┌─ Input records

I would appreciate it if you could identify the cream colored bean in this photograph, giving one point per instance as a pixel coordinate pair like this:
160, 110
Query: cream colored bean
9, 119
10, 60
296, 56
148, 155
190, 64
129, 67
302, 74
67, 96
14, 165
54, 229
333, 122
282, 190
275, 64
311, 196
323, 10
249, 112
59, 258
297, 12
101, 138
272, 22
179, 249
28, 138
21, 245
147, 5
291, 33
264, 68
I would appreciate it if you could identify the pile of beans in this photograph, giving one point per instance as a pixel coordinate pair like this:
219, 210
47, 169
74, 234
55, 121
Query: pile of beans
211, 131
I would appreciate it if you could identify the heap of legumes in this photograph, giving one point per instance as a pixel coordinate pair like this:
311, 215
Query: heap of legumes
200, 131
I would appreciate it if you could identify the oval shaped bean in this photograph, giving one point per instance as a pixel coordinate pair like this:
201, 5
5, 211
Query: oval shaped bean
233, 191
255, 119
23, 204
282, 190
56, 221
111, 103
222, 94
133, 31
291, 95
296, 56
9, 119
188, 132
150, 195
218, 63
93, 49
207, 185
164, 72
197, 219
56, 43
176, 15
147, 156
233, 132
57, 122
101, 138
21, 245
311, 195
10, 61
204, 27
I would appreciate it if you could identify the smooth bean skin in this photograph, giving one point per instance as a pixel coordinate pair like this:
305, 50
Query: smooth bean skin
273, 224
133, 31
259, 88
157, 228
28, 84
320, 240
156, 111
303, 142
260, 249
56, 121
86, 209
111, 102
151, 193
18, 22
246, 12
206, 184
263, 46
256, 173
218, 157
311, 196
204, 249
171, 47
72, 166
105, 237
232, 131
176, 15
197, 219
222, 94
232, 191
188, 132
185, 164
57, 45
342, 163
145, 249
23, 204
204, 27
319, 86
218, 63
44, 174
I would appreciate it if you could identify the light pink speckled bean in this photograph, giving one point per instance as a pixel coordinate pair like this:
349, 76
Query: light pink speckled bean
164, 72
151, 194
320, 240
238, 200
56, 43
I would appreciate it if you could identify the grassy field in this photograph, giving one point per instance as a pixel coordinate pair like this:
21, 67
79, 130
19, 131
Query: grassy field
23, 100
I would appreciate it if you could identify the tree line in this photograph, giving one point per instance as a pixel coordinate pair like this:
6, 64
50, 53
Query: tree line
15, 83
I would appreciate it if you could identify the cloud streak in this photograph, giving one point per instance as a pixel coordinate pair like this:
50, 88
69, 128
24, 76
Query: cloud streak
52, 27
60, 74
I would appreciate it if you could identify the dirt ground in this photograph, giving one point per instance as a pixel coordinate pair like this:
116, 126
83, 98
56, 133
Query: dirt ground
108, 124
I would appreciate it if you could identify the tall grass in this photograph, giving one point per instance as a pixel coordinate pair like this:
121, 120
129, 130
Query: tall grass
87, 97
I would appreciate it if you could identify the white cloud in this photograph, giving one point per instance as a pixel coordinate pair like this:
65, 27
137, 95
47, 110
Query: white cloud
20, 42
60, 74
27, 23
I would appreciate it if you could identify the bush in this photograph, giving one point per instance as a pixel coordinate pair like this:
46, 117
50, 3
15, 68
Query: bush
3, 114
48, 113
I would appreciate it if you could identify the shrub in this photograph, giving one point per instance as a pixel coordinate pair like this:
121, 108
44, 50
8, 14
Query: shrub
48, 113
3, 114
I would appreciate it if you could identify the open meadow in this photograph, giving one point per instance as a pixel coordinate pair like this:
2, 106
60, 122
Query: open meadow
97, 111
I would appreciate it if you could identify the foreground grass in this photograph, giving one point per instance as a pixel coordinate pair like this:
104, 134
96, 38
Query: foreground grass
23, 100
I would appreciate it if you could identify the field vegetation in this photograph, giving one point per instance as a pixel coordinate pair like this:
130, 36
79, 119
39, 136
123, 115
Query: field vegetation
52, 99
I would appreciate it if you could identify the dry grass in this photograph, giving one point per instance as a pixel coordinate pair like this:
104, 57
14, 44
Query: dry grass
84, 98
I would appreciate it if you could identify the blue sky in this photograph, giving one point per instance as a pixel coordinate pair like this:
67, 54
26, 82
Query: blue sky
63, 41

└─

### Stated task:
Please write out the listing again, from the line holding "I would appreciate it if you could identify the cloud" through its end, inclusive, with every request included. Shift each answer coordinate up by 146, and leave the sample coordinates inside the requests unchanged.

### Response to the task:
I would appreciate it if you could identify the cloud streak in this photograph, giving one point per instance as a pixel coordinate pair like this:
50, 88
69, 128
24, 76
Query: cloud streak
198, 173
206, 220
I would appreciate it if you could identify the dirt ground in this photograph, giving one point per instance as a pixel coordinate pair like this:
116, 126
83, 98
56, 133
Query: dirt ground
254, 270
I would appreciate it if you could identify the tall grass in this photograph, giving one point per instance as a pixel coordinate pair like this:
121, 120
129, 130
Query: tall grass
233, 243
I would appreciate it if you could identify the white cloud in this photograph, giving one point per instance as a pixel coordinate pair like this:
65, 27
137, 95
47, 110
Query: white cloud
166, 188
206, 220
173, 169
I would appreciate it if you could identify the bush in this photograph, giving one point per instance as a pixel coordinate pair like this:
46, 117
50, 3
15, 68
Query: bush
149, 260
194, 259
I would appreciate it if you could identify the shrub in this photograph, giving one point per instance as a pixel coordinate pair like this:
121, 108
44, 50
8, 14
Query: shrub
194, 259
149, 260
I would appreciate it if you could identify the open meadow in this photograph, giving one point per instance as a pixel coordinate pair like this:
2, 106
60, 122
Query: open meadow
243, 257
I would appreciate it if you could identify the foreground grass in this photograph, giving one point per instance as a pixel coordinate pair like this:
104, 134
96, 38
Query: foreground grass
169, 246
I would appreciate it if you could identify the field vegetation in this photograph, giving one point per instance as a pixel coordinate pair like this:
130, 36
79, 119
39, 136
123, 115
Query: field vegetation
198, 245
I would appreciate it if you could identify the dry grass in this photograph, giving one point per instance as a pixel coordinate pair like this:
104, 57
14, 44
Query: dry grass
230, 244
I would appreciate it if you could identify the blue sky in this photograph, giving one point per instance as a pixel coordinate pair like this:
67, 54
26, 82
Query: blue sky
209, 187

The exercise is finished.